**Exercise 1:** Which lines of the rows contain the string "ridge"? Copy each one, matching case exactly.

I wake up at 6 am even without alarm clock, stagger down to the bar to get my much-needed morning caffeine boost, where both my good Spanish (it sucks, but it says a lot about the linguistic efforts of the other guests) and something else (je ne sais quoi) are flattered by the bar tendresses.
The tour bus is late by 20 minutes (never expect a bus to be on time here). 45 minutes later we stop at the obligatory tourist trap. A roadside establishment serving Pina Colada for CUC 2.50. But the Pina Colada is truly excellent and one can add as much rum as one wants to ;-) A picture of the pina bar would just be cluttered with fat tourists, so here is a picture parked right next door (next tree?):
I did not actually book the complete 'Colonial Havana' tour, but only bought myself passage in the bus back and forth. This still costs me 40 CUC, about half of the complete tour price, but I get to listen to another illuminating commentary of the tour guide during the bus ride. The first touristy stop of the bus is at El Moro (El Castillo de los tres reyes de moro in La Habana is an OLD castle at the entrance to the harbor), which would have been my private destination anyway. This saves me from having to take the ferry to El Morro from downtown and then having to go back to where I came from ! The bus driver tells me to meet the bus again at 4 pm at the HORRIBLE tourist trap market at the other side of the harbour, where most tourists get dumped to spend some more money. But at least I know well where it is.

**Exercise 2:** In the travel account, how much does passage on the bus back and forth cost?

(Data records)
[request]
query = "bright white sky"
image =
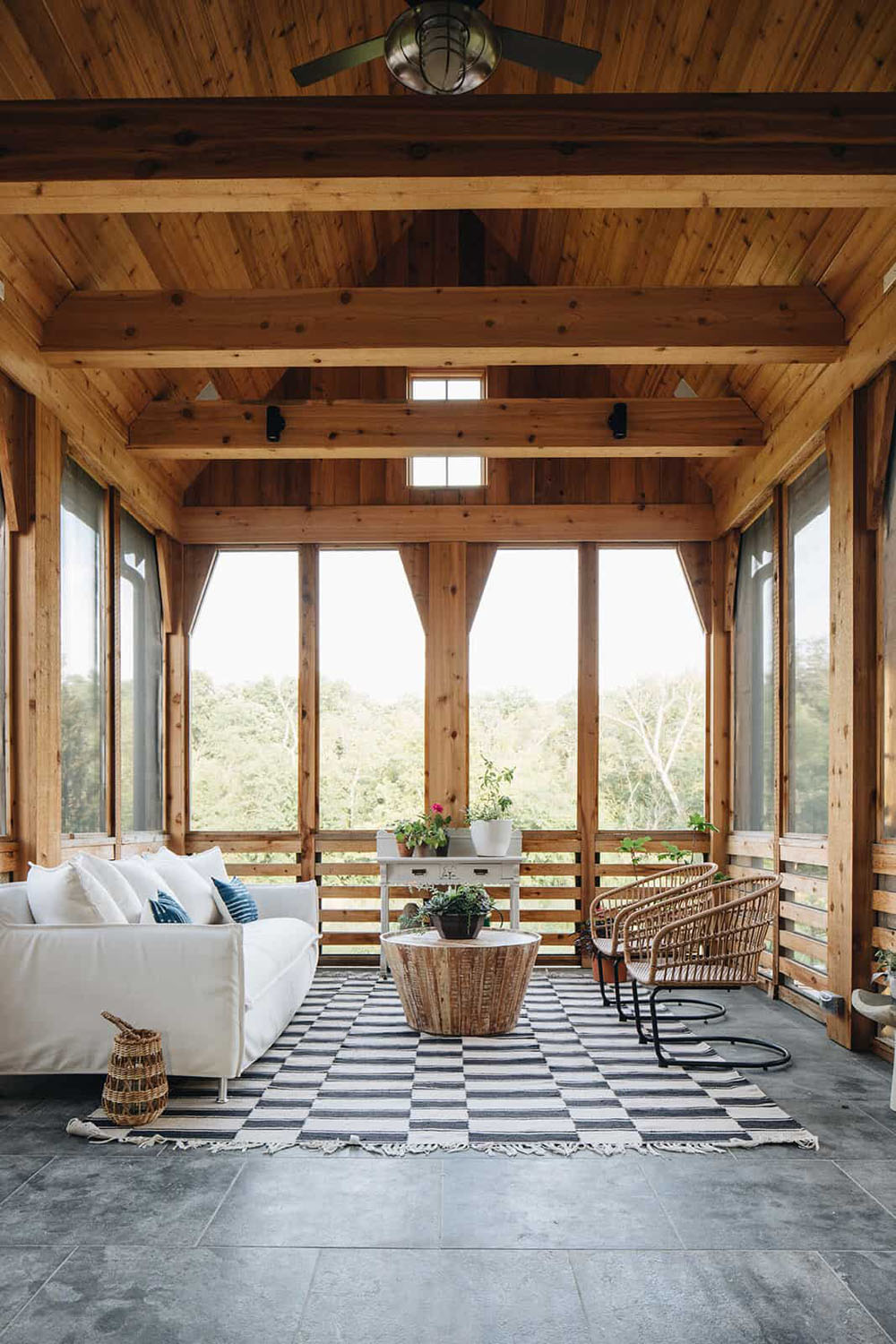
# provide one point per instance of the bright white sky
(371, 634)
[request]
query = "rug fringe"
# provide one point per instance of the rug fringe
(86, 1129)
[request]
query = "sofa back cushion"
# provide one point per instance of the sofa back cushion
(194, 892)
(64, 895)
(115, 882)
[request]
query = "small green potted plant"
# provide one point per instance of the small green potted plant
(458, 911)
(437, 836)
(402, 833)
(489, 819)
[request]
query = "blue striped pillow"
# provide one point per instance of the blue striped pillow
(238, 900)
(167, 909)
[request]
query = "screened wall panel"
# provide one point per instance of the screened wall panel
(244, 695)
(651, 685)
(142, 679)
(807, 650)
(754, 680)
(83, 653)
(522, 682)
(373, 674)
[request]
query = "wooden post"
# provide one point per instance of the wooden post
(171, 577)
(447, 680)
(589, 722)
(720, 704)
(37, 645)
(853, 722)
(308, 698)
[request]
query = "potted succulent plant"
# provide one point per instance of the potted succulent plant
(489, 817)
(402, 832)
(458, 911)
(437, 836)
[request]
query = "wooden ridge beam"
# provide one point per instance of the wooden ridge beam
(512, 324)
(740, 488)
(594, 151)
(386, 524)
(576, 426)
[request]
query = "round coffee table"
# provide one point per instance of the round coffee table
(466, 986)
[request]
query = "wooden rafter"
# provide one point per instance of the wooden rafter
(511, 324)
(605, 151)
(576, 426)
(384, 524)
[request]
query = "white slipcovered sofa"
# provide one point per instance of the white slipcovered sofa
(220, 994)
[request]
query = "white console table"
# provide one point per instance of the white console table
(461, 865)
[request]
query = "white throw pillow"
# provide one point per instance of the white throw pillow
(113, 881)
(210, 863)
(64, 895)
(194, 892)
(142, 878)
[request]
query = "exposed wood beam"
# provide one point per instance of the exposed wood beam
(606, 151)
(90, 425)
(384, 524)
(509, 324)
(578, 426)
(739, 489)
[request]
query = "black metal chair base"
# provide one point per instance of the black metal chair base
(777, 1058)
(712, 1013)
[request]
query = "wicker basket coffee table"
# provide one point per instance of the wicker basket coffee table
(470, 986)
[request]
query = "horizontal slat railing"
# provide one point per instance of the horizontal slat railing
(796, 956)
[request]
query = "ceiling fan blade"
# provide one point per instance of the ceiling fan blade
(562, 59)
(338, 61)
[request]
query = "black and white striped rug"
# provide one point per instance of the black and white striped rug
(349, 1070)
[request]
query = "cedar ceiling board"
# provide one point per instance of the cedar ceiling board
(65, 48)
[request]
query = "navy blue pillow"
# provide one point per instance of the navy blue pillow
(167, 909)
(238, 900)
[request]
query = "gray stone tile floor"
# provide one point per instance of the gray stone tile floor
(762, 1246)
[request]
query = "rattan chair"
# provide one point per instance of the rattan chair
(611, 903)
(705, 938)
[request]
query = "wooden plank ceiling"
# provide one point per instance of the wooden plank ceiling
(142, 48)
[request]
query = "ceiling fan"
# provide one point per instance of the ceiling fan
(447, 47)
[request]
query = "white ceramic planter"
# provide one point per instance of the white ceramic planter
(490, 839)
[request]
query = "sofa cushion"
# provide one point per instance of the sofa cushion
(115, 882)
(271, 949)
(142, 878)
(195, 892)
(62, 895)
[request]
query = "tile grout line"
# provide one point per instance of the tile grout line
(642, 1167)
(26, 1182)
(856, 1182)
(220, 1204)
(38, 1290)
(319, 1255)
(841, 1279)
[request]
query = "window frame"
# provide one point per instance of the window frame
(446, 375)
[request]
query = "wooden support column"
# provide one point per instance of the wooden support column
(37, 645)
(308, 706)
(587, 731)
(447, 680)
(720, 701)
(171, 580)
(853, 722)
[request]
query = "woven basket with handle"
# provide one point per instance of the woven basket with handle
(136, 1088)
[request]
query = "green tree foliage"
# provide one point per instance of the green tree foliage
(245, 768)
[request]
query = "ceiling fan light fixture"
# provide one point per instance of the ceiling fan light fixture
(443, 47)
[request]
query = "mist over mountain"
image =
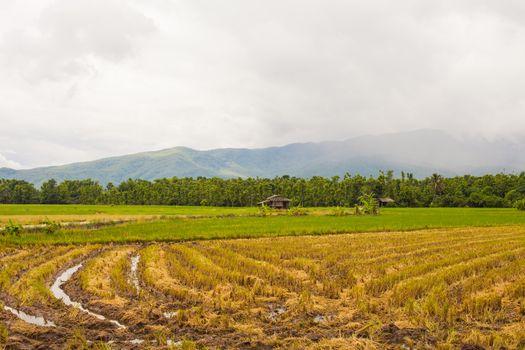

**Reply 1:**
query = "wooden ridge beam"
# provide one point per instance of the wooden ridge beam

**Reply 2:** 40 CUC, about half of the complete tour price.